[RECORDS FOR THE EXERCISE — start]
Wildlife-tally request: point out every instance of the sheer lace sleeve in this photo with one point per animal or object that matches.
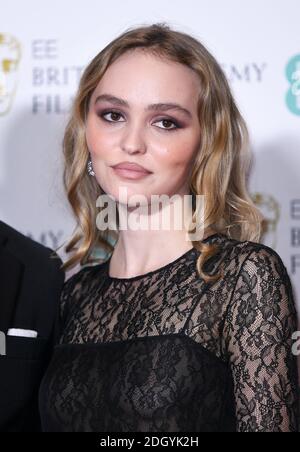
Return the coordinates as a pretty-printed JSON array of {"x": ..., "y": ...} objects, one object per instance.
[{"x": 260, "y": 321}]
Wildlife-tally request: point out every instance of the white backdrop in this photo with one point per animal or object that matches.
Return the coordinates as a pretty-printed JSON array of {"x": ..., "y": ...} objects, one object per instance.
[{"x": 44, "y": 47}]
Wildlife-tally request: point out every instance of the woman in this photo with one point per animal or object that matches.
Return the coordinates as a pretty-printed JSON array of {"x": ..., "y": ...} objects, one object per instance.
[{"x": 168, "y": 334}]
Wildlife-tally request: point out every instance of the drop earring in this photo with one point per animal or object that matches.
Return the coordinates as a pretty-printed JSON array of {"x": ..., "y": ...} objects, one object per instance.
[{"x": 90, "y": 168}]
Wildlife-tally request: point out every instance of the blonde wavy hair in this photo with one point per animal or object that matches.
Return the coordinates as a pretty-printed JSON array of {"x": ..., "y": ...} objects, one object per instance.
[{"x": 221, "y": 165}]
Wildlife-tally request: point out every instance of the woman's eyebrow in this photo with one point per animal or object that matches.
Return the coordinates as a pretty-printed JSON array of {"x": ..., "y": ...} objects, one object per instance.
[{"x": 164, "y": 106}]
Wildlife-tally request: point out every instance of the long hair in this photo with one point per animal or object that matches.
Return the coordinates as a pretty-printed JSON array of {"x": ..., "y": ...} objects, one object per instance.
[{"x": 221, "y": 165}]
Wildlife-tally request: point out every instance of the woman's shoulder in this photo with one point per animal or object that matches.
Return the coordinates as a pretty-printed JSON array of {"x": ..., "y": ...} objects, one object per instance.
[
  {"x": 81, "y": 275},
  {"x": 254, "y": 254}
]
[RECORDS FOR THE EXERCISE — finish]
* _DESCRIPTION OF THE TASK_:
Copy the listing exactly. Leave the pictures out.

* _RESPONSE TO THE TASK_:
Wildlife-tally request: point out every instance of the sheer lace sleeve in this photo with one point per animal or object that matches.
Return the coordinates as a pretty-printed JSON array of {"x": ..., "y": ...} objects, one object per instance.
[{"x": 260, "y": 321}]
Wildlife-tally request: point out every instance of the white backdrop in this photo with one point per animal or object that matches.
Return the coordinates as a pretty-printed JSON array of {"x": ..., "y": ...} objects, one object per instance.
[{"x": 44, "y": 47}]
Wildlife-tally request: point out every instance of the woman in this photo with one point per animal or object that matches.
Return the coordinates as a pretty-printed JSON array of {"x": ..., "y": ...} objects, one object per instance.
[{"x": 168, "y": 334}]
Wildlife-tally request: point out every instance of the drop earring in this photo with one point per animal or object that matches.
Return the coordinates as a pretty-printed JSON array of {"x": ..., "y": ...} objects, one object per instance.
[{"x": 90, "y": 168}]
Wildlife-tally request: point out every instance of the blonde wavy hair in this photo with one point per animal or object that matches.
Return the coordinates as a pretty-printed JSON array of {"x": ..., "y": ...} objects, one object per instance.
[{"x": 221, "y": 165}]
Wildlife-tally request: point out every instance of the woman's eyebrow in this photo with one point per animal or object that matches.
Return the coordinates as a pretty-printed JSON array of {"x": ..., "y": ...} objects, one object per instance.
[{"x": 164, "y": 106}]
Wildlife-tally request: point out every instance of the long hair in this photo with one point per animal or object that matches.
Return the coordinates as a pretty-printed JSON array of {"x": ..., "y": ...} objects, one object per instance.
[{"x": 221, "y": 165}]
Wildlife-tally request: point out every instance of the woman's shoulder in this photo with one point per animal or object that matches.
Return the coordinates as a pretty-printed JSON array of {"x": ..., "y": ...} objects, one object per instance.
[
  {"x": 81, "y": 275},
  {"x": 254, "y": 254}
]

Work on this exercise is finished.